| PAGE TEXT |
The continued growth of Clojure has proven that parenthitis is not as widespread an ailment as some would have made us believe. Should we then conclude that we are past the decade-long flamewars around Lisp's syntax? What would become of the legacy built by lovers and haters alike? – a full body of literature praising the power and elegance of sexp notation or, conversely, decrying the horror of a syntax as bare as a parse tree representation. Fear not. Palavering around syntax may be an idle pursuit, but it is one that we as members of the homo loquax species are not quite ready to let go.

Jean-Philippe Paradis tweeted that all objections to s-expressions syntax are speculative problems. They disappear once one gets its hands dirty. And indeed, lispy syntax is something one embraces in the name of the grand vision it stands for: homoiconicity, code is data, macros… Give it some time, and paredit will do the rest.

And yet, memories of old may assail the recent convert. In particular, the allure of method chaining, a technique that originated in Smalltalk and that is now found in many imperative languages, might come back and taunt him. Stuart Sierra made the observation after he moved from Perl to Lisp, back in 2007. Xah Lee, a polyglot never shy to stir controversy, has turned the subject into a favorite pet peeve of his.

Here is a simple problem:

“OK, I want to create a nested list in Lisp (always of only integers) from a text file, such that each line in the text file would be represented as a sublist in the 'imported' list.”

Example of input:

3 10 2
4 1
11 18

Example of output:

((3 10 2) (4 1) (11 18))

This Ruby one-liner is used to demonstrate an elegant solution involving method chaining.

IO.readlines("blob.txt").map{|line| line.split.map{|s| s.to_i }}

While Lisp languages, according to Xah Lee, offer an unwieldy solution, as shown in this Emacs lisp example.

(defun read-lines (file)
  "Return a list of lines in FILE."
  (with-temp-buffer
    (insert-file-contents file)
    (split-string
     (buffer-string) "\n" t)))

(mapcar
 (lambda (x)
   (mapcar
    (lambda (y) (string-to-number y))
    (split-string x " ")))
 (read-lines "blob.txt")) 

The argument being that nested syntax would somehow stand in the way of function chaining constructs available elsewhere.

x | f | g | h      unix pipe
x // f // g // h   Mathematica 
h @ g @ f @ x      Mathematica 
x.f.g.h            various OOP langs, especially Ruby, JavaScript
h g f x            some functional langs, Haskell, Ocaml

What stands in the way is probably just a psychological barrier. Think of x | f | g | h as (| x f g h), just like a + b + c + d is equivalent to (+ a b c d). And indeed, that's precisely how pipes look in scsh or Chicken scheme. (Thank you, Rainer Joswig, the veteran Lisper who shared this insight with me.)

| DATA PROVIDED |

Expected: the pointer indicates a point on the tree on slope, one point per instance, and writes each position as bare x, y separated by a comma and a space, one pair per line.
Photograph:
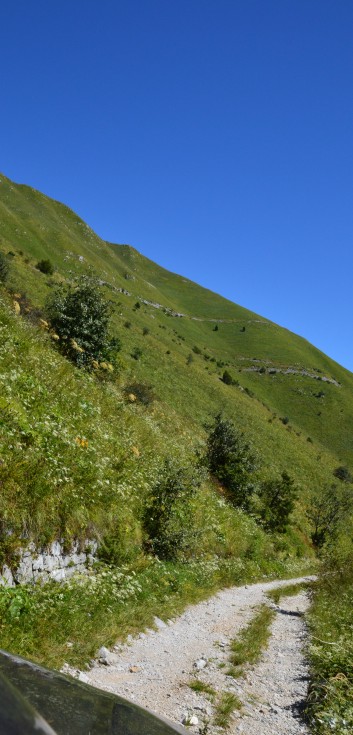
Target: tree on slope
231, 460
80, 317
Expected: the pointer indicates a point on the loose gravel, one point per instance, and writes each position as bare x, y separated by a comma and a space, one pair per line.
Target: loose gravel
156, 668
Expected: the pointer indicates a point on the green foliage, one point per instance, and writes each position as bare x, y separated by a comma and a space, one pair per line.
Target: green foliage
277, 502
227, 378
342, 473
327, 508
4, 268
231, 460
80, 317
45, 266
137, 353
330, 701
142, 391
168, 520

| INSTRUCTIONS |
#1 Arrange every line of the labeling entries as a Markdown table with the columns Row and Line, skipping blank lines and leaving out the pictures.
#2 Pick up the text about Lisp syntax and method chaining and keep writing it after its last sentence.
The entries and the text come from unrelated sources.

| EXERCISE RESULTS |
#1
| Row | Line |
|---|---|
| 1 | Expected: the pointer indicates a point on the tree on slope, one point per instance, and writes each position as bare x, y separated by a comma and a space, one pair per line. |
| 2 | Photograph: |
| 3 | Target: tree on slope |
| 4 | 231, 460 |
| 5 | 80, 317 |
| 6 | Expected: the pointer indicates a point on the loose gravel, one point per instance, and writes each position as bare x, y separated by a comma and a space, one pair per line. |
| 7 | Target: loose gravel |
| 8 | 156, 668 |
| 9 | Expected: the pointer indicates a point on the green foliage, one point per instance, and writes each position as bare x, y separated by a comma and a space, one pair per line. |
| 10 | Target: green foliage |
| 11 | 277, 502 |
| 12 | 227, 378 |
| 13 | 342, 473 |
| 14 | 327, 508 |
| 15 | 4, 268 |
| 16 | 231, 460 |
| 17 | 80, 317 |
| 18 | 45, 266 |
| 19 | 137, 353 |
| 20 | 330, 701 |
| 21 | 142, 391 |
| 22 | 168, 520 |

#2
Lisp is the result of taking syntax away, Perl is the result of taking syntax all the way. — Doug Hoyte

With this quote, Doug Hoyte was stressing the fact that Lisp languages are built on minimalistic sexps. But it would be a mistake to equate the two. Lisp expressions take many shapes and forms before they are reduced to internal data structures. Rainer Joswig pointed out that every macro, every special form implements syntax. Additionally, every user-defined macro introduces new syntax. And when available, read macros further coaxe non-lispy syntax into something that the reader can process.

Nested expressions are a byproduct of sexp syntax, but when they become too deeply entangled, they can be disentangled by… (Lisp) syntax. Here are different ways to solve the previous problem in Clojure, demonstrating syntactic variety and how nested expressions can be kept at a minimum.

First, let's require some functionality.

(require '[clojure.java.io :refer [reader]]
         '[clojure.string :refer [split]])

(def blob "/path/to/blox.txt")

List comprehension in Clojure is a syntax-laden macro for the benefit of building specific sets out of general sets.

(for [line (line-seq (reader blob))
      :let [line (split line #"\s+")]]
  (map read-string line))
((3 10 2) (4 1) (11 18))

Nested syntax is mitigated with the use of higher-order functions such as comp, the classical function composition mechanism.

(map (comp (partial map read-string) #(split % #"\s+")) (line-seq (reader blob)))
((3 10 2) (4 1) (11 18))

The threading operator, aka thrush combinator, is a Clojure macro that interweaves forms in a preset way, eliminating nested syntax. This makes way for expression chaining, much like the Unix pipeline or à la jQuery. Somewhat of a syntactical innovation, the idea has spread by now across the Lisp horizon.

(->> (line-seq (reader blob))
     (map #(split % #"\s+"))
     (map  (partial map read-string)))
((3 10 2) (4 1) (11 18))

Let's not forget the ubiquitous let, which executes a series of forms with bindings.

(let [lines (line-seq (reader blob))
      lines (map #(split % #"\s+") lines)]
  (map (partial map read-string) lines))
((3 10 2) (4 1) (11 18))

Finally, Lisp old-timers will telll you there's nothing wrong with properly formatted, nested, tree-like expressions.

(map #(map read-string %) 
     (map #(split % #"\s+") 
          (line-seq (reader blob))))
((3 10 2) (4 1) (11 18))

As Mike pointed out in the comments, the above can be made shorter like so:

(map #(map read-string (split % #"\s+"))       
     (line-seq (reader blob)))
((3 10 2) (4 1) (11 18))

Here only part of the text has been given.